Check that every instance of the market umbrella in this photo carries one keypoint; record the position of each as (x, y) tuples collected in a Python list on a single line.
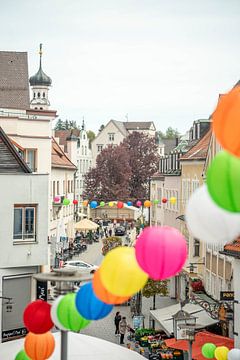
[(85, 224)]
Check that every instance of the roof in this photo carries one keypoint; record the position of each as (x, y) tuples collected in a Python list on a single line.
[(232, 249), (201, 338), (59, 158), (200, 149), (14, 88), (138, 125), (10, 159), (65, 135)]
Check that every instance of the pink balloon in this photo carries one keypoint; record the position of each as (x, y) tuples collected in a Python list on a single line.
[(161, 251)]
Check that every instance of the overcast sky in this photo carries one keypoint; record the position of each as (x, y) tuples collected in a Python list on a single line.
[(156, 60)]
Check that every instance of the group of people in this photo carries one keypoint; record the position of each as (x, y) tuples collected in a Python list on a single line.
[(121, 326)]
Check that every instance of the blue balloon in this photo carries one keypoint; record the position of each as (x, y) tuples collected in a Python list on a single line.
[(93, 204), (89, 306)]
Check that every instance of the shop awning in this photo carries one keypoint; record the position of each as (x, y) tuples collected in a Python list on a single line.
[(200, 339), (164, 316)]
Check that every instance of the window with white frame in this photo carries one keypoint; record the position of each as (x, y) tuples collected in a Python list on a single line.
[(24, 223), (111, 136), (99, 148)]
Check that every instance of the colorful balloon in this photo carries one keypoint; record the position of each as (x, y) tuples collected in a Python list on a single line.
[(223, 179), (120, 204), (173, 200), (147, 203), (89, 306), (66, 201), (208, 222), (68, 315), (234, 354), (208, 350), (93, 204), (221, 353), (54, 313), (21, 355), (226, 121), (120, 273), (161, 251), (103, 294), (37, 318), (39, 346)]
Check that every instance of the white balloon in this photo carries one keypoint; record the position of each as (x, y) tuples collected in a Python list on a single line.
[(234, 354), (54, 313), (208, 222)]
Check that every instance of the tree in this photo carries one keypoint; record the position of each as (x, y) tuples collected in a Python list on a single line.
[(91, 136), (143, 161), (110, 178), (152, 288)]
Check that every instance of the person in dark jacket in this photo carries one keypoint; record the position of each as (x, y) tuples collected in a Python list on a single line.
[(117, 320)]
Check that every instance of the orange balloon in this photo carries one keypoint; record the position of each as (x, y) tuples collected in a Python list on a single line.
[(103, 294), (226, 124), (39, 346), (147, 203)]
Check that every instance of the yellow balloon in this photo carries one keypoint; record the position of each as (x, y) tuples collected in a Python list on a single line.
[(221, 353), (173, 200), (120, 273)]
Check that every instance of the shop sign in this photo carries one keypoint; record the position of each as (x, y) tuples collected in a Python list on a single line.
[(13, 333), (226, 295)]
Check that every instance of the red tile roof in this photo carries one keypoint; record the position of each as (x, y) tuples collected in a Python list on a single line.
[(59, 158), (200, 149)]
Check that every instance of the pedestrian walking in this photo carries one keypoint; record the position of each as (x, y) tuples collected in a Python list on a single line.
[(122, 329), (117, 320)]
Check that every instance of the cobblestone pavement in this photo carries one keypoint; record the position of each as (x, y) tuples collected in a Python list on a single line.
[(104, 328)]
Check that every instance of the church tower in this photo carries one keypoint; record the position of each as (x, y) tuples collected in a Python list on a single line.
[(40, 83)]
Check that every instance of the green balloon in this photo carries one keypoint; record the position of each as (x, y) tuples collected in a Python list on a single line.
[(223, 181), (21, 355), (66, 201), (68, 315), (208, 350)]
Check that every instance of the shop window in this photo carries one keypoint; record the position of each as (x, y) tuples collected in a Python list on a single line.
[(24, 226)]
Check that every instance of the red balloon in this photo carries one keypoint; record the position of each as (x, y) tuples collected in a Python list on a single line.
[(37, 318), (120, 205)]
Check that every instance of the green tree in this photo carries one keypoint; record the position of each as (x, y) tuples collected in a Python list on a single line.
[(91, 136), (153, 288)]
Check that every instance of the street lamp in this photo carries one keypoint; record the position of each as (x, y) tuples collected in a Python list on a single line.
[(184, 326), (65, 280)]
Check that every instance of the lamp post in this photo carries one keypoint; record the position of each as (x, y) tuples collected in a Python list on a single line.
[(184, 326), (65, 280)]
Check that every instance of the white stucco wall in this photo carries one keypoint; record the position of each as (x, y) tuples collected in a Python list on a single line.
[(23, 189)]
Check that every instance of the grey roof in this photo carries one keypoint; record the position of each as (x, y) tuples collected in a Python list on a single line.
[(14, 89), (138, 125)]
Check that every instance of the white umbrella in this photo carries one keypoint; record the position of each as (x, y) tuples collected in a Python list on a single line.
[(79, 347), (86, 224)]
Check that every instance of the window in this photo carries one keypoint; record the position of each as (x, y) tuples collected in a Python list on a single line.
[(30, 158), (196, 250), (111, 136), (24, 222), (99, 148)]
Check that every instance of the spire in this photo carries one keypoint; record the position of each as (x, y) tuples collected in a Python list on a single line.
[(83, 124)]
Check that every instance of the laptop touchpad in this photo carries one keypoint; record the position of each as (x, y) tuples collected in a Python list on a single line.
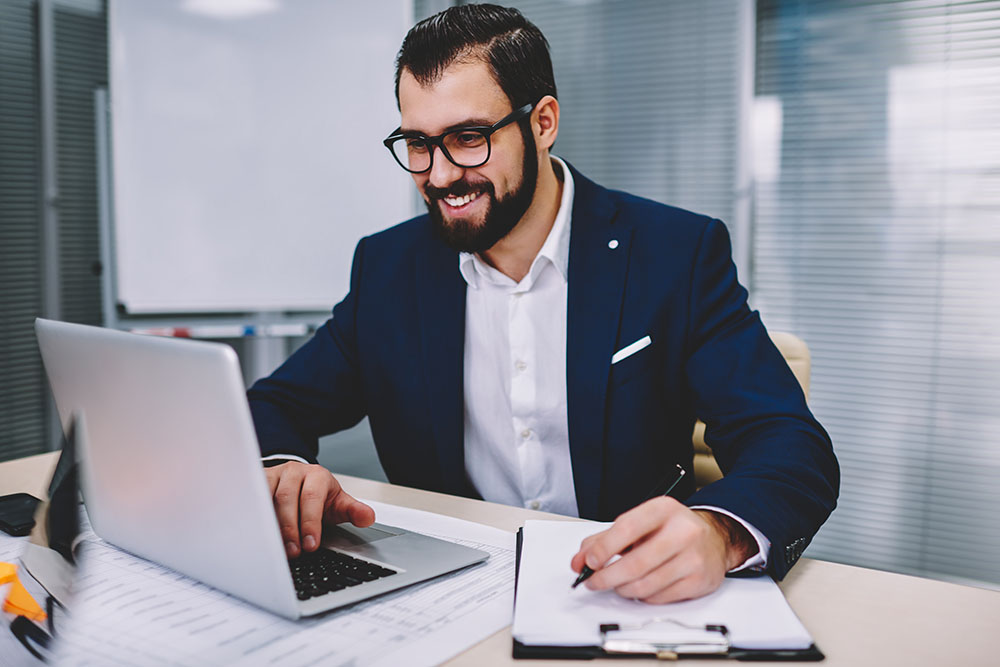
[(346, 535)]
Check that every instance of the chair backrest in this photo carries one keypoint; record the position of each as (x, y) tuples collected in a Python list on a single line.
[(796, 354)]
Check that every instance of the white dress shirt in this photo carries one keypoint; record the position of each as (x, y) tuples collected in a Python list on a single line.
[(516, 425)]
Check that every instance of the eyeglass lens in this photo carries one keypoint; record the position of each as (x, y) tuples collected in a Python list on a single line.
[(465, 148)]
#####
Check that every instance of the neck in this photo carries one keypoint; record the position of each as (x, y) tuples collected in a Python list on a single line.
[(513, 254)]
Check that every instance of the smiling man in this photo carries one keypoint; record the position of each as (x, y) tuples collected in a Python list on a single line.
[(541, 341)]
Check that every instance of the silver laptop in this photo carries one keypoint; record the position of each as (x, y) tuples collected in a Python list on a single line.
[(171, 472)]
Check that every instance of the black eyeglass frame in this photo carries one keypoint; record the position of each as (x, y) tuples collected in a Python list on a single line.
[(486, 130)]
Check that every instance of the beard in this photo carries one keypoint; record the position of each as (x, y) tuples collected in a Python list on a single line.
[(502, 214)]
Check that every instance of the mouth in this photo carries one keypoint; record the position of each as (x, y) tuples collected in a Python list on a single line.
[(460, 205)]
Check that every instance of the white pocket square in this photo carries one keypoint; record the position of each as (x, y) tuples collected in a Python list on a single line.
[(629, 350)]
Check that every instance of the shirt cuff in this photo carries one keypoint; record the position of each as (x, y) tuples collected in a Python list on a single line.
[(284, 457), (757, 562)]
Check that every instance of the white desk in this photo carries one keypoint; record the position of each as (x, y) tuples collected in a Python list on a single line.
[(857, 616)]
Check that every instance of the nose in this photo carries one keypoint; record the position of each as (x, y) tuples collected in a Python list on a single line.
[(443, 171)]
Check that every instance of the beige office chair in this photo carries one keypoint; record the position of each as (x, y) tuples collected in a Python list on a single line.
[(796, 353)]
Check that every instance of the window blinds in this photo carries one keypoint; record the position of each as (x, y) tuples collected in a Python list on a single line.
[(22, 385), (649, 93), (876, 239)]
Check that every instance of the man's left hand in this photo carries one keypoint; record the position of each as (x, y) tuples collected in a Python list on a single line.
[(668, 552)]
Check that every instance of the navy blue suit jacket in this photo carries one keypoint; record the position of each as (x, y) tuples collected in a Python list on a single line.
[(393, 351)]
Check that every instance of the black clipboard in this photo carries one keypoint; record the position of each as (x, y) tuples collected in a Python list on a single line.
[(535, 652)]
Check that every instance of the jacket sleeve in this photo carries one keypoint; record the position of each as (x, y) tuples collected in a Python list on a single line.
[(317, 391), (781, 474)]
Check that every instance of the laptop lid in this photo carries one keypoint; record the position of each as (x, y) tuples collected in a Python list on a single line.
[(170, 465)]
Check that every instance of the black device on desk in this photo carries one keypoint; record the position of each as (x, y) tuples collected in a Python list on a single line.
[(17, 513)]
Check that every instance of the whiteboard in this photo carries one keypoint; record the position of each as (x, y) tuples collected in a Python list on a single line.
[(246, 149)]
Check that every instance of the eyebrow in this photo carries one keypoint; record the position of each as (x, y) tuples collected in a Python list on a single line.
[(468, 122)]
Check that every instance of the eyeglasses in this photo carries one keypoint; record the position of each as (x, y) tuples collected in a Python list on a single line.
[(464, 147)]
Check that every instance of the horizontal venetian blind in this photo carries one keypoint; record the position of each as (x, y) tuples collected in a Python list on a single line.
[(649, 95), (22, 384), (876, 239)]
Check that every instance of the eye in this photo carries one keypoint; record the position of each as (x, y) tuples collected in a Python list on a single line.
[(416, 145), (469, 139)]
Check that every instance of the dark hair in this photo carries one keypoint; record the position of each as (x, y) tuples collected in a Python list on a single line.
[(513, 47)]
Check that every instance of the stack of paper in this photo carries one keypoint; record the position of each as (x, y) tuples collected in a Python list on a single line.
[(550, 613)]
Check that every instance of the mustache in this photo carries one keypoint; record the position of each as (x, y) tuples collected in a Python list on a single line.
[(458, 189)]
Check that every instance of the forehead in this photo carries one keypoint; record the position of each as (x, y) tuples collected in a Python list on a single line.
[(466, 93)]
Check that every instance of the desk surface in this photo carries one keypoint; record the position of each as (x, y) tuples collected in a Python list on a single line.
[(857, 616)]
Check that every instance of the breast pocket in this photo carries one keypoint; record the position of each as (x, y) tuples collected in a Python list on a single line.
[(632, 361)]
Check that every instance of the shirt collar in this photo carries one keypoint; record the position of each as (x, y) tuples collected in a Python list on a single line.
#####
Copy the entries above verbatim, beginning at the line that has "Check that every instance of the eyeglasses" and ending after the line that has "[(466, 93)]".

**PROBLEM SOLUTION**
Check that every instance of the eyeglasses in this photo carries one keypoint; record the position of each as (x, y) tuples collected in a Python list on a single line.
[(464, 147)]
Check that every instance of the horizontal venetian blind in this photo carries one keypoint; record the position of each as (x, y) tuples collected in a Python list on a single line.
[(649, 95), (22, 384), (876, 239)]
Check that every instance of the eye in this photo carries one keypoint; record the position of each as (x, y) tuples collected in a Python list on a single line.
[(416, 145), (469, 139)]
Check that every instance of the dark hair in this photo carries one keypoint; record the position of each as (x, y) tuples collected in a Python list on a single line.
[(513, 47)]
Check that every instance of the stack of paper in this photo carries one keypoint; record the position of each as (x, y) tuples collected in a Python list on a single line.
[(550, 613)]
Check that every instance of the mustache in this photo carries one keypoint; record the position of each as (x, y) tuples collected in a Python list on a single line.
[(458, 189)]
Check that every instance of the forehead in this photo carries one keypoint; record the position of each as (x, y) tuples collected in a Python list on a single line.
[(466, 93)]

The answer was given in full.